>> begin
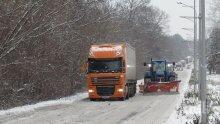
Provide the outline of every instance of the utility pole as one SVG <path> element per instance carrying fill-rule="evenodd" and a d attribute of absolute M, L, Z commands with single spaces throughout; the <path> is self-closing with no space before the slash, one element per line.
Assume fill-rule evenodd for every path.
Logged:
<path fill-rule="evenodd" d="M 199 58 L 199 83 L 201 97 L 201 124 L 207 124 L 207 101 L 206 101 L 206 37 L 205 37 L 205 0 L 199 1 L 199 41 L 200 41 L 200 58 Z"/>
<path fill-rule="evenodd" d="M 198 81 L 198 76 L 197 76 L 197 14 L 196 14 L 196 0 L 194 0 L 194 75 L 195 75 L 195 78 L 196 78 L 196 81 Z M 194 92 L 196 92 L 196 84 L 194 85 Z"/>

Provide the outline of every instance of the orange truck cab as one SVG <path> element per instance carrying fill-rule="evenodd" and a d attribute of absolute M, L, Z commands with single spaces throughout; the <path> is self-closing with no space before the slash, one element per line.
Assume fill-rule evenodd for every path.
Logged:
<path fill-rule="evenodd" d="M 90 100 L 119 98 L 136 93 L 135 49 L 127 43 L 92 45 L 87 84 Z"/>

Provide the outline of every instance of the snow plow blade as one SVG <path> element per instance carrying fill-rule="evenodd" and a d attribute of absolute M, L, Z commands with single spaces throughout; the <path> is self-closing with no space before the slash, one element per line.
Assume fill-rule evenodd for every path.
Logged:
>> end
What to work on:
Each record above should be copied character for character, with pictures dropped.

Problem solution:
Provide the outline of every instance of the utility pole as one SVG <path> element per instance carrying fill-rule="evenodd" and a d attribute of absolute M, L, Z commands with single spaces throughout; the <path> is self-closing with no space before the slash, one element per line.
Assume fill-rule evenodd for every path.
Logged:
<path fill-rule="evenodd" d="M 199 58 L 199 83 L 201 97 L 201 124 L 207 124 L 207 101 L 206 101 L 206 37 L 205 37 L 205 0 L 199 1 L 199 41 L 200 41 L 200 58 Z"/>
<path fill-rule="evenodd" d="M 198 81 L 198 76 L 197 76 L 197 14 L 196 14 L 196 0 L 194 0 L 194 75 L 195 75 L 195 78 L 196 78 L 196 81 Z M 194 92 L 196 92 L 196 84 L 194 85 Z"/>

Provide the outline of every instance of the orange truck cab as one SVG <path> element per instance carrying fill-rule="evenodd" and a d attribute of absolute M, L, Z commands with single spaces throughout; the <path> is self-closing with no space before the slash, one element per line.
Assume fill-rule evenodd for every path.
Logged:
<path fill-rule="evenodd" d="M 90 100 L 119 98 L 136 93 L 135 49 L 127 43 L 92 45 L 87 84 Z"/>

Provide the outline of every instance of the snow plow blade as one SVG <path> element per instance carrying fill-rule="evenodd" and a d attribute of absolute M, L, Z commands with single spaces throughout; the <path> is self-closing with no space before the slash, one element per line.
Assume fill-rule evenodd for every path.
Logged:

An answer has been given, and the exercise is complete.